## Collection entries
# # # #

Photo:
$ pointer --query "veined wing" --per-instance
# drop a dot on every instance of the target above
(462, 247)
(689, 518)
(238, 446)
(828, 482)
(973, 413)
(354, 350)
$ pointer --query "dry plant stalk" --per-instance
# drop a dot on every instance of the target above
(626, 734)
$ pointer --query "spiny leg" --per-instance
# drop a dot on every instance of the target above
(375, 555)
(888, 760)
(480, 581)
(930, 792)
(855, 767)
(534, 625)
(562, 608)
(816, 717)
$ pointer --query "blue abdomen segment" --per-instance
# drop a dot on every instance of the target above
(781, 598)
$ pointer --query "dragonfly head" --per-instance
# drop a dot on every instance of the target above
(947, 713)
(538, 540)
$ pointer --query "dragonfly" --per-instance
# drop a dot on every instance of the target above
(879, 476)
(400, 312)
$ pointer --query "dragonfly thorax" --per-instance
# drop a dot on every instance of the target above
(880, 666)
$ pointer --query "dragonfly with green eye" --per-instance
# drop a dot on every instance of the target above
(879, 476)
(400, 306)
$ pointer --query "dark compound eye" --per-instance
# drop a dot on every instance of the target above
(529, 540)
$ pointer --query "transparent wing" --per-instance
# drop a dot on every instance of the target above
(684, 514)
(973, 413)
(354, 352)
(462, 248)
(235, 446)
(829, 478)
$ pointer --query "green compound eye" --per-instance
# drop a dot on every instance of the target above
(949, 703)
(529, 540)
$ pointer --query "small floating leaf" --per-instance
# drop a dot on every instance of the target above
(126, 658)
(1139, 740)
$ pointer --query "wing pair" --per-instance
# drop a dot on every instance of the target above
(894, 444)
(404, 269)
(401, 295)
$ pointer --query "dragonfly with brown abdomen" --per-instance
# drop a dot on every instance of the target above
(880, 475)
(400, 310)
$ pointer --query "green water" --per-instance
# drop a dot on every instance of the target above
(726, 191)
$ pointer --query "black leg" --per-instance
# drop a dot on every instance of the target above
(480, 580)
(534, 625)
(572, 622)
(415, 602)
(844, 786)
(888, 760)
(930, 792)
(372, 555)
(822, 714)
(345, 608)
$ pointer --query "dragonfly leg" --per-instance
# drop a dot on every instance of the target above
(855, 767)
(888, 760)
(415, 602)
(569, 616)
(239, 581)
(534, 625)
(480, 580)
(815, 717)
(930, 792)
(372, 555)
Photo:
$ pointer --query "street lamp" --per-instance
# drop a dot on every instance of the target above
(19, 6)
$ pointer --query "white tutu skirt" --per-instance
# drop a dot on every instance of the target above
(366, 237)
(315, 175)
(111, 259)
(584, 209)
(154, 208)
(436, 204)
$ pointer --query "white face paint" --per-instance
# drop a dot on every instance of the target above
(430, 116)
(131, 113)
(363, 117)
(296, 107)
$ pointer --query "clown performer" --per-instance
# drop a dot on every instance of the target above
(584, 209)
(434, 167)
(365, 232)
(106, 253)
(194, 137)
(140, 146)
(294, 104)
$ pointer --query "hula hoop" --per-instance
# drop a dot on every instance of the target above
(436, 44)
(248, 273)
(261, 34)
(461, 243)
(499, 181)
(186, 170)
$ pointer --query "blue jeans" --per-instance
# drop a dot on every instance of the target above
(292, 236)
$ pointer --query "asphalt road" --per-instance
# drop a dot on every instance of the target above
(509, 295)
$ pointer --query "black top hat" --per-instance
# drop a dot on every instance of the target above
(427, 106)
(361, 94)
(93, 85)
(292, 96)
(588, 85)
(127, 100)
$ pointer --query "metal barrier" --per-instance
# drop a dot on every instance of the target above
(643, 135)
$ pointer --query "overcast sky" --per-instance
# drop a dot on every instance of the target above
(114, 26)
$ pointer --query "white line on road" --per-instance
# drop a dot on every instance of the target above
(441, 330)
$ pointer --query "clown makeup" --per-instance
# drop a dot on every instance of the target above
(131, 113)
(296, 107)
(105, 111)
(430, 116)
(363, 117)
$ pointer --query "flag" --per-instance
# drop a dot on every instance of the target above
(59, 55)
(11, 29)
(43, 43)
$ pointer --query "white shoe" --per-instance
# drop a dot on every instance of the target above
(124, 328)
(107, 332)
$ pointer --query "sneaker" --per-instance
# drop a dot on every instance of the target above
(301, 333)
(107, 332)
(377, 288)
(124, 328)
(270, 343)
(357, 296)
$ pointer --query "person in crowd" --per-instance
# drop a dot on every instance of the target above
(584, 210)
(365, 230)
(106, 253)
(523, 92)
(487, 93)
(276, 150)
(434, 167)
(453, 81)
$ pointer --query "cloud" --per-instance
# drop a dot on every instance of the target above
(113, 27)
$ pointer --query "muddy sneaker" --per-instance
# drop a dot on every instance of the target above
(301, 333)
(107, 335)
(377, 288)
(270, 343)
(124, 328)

# # # #

## WHAT YOU NEED TO DO
Reproduce the records above in full, without altering a single character.

## COMPLETED TASK
Photo:
$ pointer --query "veined wing" --per-instance
# drop a dot on every instance of the target above
(462, 247)
(689, 518)
(238, 446)
(828, 482)
(973, 413)
(354, 350)
$ pointer --query "dry plant stalk" --per-instance
# drop a dot on every instance of the target above
(626, 734)
$ pointer --query "spiny leg" --per-instance
# drop a dot on every instance of the target above
(375, 555)
(888, 760)
(480, 581)
(930, 792)
(855, 767)
(534, 625)
(562, 608)
(816, 717)
$ pointer --query "blue abdomen segment" --per-instance
# drop a dot on every instance of the target above
(781, 598)
$ pointer --query "dragonfly head" --per-instance
# drop a dot on every instance of the target above
(947, 713)
(538, 540)
$ pointer --query "dragonfly" --per-instance
# drop a dot on every instance of the target above
(879, 476)
(400, 312)
$ pointer --query "dragonfly thorax" --per-instance
# drop a dot on every instance of the target above
(880, 666)
$ pointer --query "dragonfly with green eye" --per-instance
# drop a dot on every instance of the target above
(879, 476)
(400, 306)
$ pointer --query "dark compound eye" --per-instance
# drop a dot on every instance of the target above
(529, 540)
$ pointer --query "transparent wing" --per-instance
# drop a dot on every instance of the target above
(684, 514)
(973, 413)
(354, 352)
(462, 248)
(235, 446)
(829, 478)
$ pointer --query "green compound eye" --per-instance
# drop a dot on every instance of the target above
(949, 703)
(529, 540)
$ pointer --query "small floating leaf" --per-instance
# drop a dot on every instance of the target above
(126, 658)
(1139, 740)
$ pointer --query "wing pair" --per-instance
# drop a dot on every instance of the target above
(894, 444)
(404, 269)
(401, 295)
$ pointer --query "dragonfly with brown abdomen" --per-instance
# drop a dot on every instance of the target above
(880, 475)
(400, 310)
$ pointer --query "green water" --per-instance
# drop a dot on every instance of the target above
(726, 191)
$ pointer --query "black leg" --per-instance
# drop a dot on every instance of the target above
(480, 580)
(534, 625)
(572, 622)
(415, 602)
(844, 786)
(888, 760)
(930, 792)
(372, 555)
(822, 714)
(345, 608)
$ pointer --query "dragonfly leg" --per-instance
# drop a dot on every instance of the target above
(855, 767)
(888, 760)
(415, 602)
(569, 616)
(239, 581)
(534, 625)
(480, 580)
(815, 717)
(930, 792)
(372, 555)
Photo:
$ pointer --query "street lamp" --per-instance
# drop a dot on every instance of the target above
(19, 6)
$ pointer --query "white tutu skirt" --per-instance
# drop a dot on every instance of the target above
(366, 237)
(315, 175)
(111, 259)
(584, 209)
(154, 208)
(436, 204)
$ pointer --query "white face paint" --per-instance
# drop a dot on every instance of the target above
(430, 116)
(131, 113)
(363, 117)
(296, 107)
$ pointer --query "clown performer" --per-instance
# drop a dot on every instance of the target above
(584, 209)
(434, 167)
(365, 232)
(106, 253)
(194, 137)
(140, 146)
(294, 104)
$ pointer --query "hula hoop" --per-instance
# drop a dot on every instance of the target above
(436, 44)
(248, 273)
(261, 34)
(461, 243)
(499, 181)
(186, 170)
$ pointer --query "blue jeans" --per-instance
# drop a dot on every instance of the target above
(292, 236)
$ pointer --query "asphalt road" --per-instance
# drop a dot on every instance of the target above
(509, 295)
$ pointer --query "black top hat" --per-instance
# drop a dot on every instance of the target above
(427, 106)
(361, 94)
(93, 85)
(292, 96)
(588, 85)
(127, 100)
$ pointer --query "metal barrier" --per-instance
# drop a dot on every instance of the target above
(643, 135)
$ pointer --query "overcast sky" --per-instance
# drop a dot on every instance of the target above
(114, 26)
$ pointer --query "white line on road" --per-instance
# drop a dot on every instance of the target above
(441, 330)
$ pointer --query "clown makeup" --per-instance
# drop a dot on every instance of the target above
(131, 113)
(296, 107)
(105, 111)
(430, 116)
(363, 117)
$ pointer --query "flag" --per-instance
# drop a dot on every instance of the target above
(59, 55)
(11, 29)
(43, 43)
$ pointer --query "white shoe" --per-instance
# drop a dot on every instance of the target above
(124, 328)
(107, 332)
$ pointer --query "sneaker" --per-instance
# drop a dot on every instance of the target above
(301, 333)
(107, 332)
(377, 288)
(124, 328)
(270, 343)
(357, 296)
$ pointer --query "person in crowd" --per-instance
# drop a dot on every instance of the target above
(584, 210)
(365, 230)
(106, 253)
(523, 92)
(487, 93)
(276, 150)
(434, 167)
(453, 81)
$ pointer --query "cloud" --per-instance
# drop a dot on every instance of the target above
(113, 27)
$ pointer --query "muddy sneaker" --per-instance
# drop a dot on every instance of the target above
(301, 333)
(107, 335)
(377, 288)
(270, 343)
(124, 328)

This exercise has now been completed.